*** GIVEN DATA
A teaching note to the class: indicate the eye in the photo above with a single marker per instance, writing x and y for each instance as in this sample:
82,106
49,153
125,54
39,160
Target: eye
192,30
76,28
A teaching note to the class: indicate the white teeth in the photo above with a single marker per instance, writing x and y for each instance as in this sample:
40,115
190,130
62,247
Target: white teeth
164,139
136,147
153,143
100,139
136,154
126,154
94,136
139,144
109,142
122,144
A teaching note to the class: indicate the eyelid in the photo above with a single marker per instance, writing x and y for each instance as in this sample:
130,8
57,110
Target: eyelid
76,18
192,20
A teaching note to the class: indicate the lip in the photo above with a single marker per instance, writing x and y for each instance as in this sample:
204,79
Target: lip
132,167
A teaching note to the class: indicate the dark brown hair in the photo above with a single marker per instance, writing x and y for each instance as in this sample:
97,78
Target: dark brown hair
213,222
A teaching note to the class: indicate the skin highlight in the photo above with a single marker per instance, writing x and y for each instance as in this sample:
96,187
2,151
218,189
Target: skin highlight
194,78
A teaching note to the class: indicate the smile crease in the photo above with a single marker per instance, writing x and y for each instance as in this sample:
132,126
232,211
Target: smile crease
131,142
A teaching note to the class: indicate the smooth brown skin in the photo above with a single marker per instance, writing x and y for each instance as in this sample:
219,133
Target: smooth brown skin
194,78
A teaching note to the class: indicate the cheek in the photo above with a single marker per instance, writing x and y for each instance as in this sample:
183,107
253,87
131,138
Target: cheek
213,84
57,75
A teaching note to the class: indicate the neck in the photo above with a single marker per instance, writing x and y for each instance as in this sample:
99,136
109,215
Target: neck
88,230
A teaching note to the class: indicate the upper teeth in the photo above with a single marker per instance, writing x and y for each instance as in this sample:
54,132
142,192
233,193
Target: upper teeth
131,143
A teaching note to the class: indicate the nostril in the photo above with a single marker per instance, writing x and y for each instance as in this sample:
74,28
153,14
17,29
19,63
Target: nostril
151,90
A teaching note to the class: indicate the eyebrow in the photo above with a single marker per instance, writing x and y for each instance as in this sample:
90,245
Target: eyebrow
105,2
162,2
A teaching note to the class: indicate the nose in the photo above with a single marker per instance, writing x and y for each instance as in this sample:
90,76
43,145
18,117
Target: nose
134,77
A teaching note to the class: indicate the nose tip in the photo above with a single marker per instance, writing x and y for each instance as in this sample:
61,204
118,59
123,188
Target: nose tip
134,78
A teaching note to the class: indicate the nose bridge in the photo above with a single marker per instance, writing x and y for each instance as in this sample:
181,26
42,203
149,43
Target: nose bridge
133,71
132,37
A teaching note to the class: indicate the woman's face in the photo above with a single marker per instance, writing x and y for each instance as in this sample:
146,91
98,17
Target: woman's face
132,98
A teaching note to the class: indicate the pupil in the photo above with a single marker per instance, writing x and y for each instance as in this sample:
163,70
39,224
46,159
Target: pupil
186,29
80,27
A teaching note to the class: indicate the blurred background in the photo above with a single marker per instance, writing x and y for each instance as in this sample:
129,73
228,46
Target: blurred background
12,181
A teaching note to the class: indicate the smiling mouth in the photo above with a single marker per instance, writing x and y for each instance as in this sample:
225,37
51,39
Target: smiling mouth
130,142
******
• WHAT YOU ARE ASKED TO DO: Rewrite the data from the line containing "A teaching note to the class: indicate the smiling" through the end, inclusive, swapping "smiling mouth" for "open mouth" and leaving everything else unchanged.

• CORRECT OUTPUT:
A teaching note to the class: indicate the open mouth in the photo above with a single marker per instance, writing x and y for each instance as in this sample:
225,37
51,39
Target: open mouth
130,142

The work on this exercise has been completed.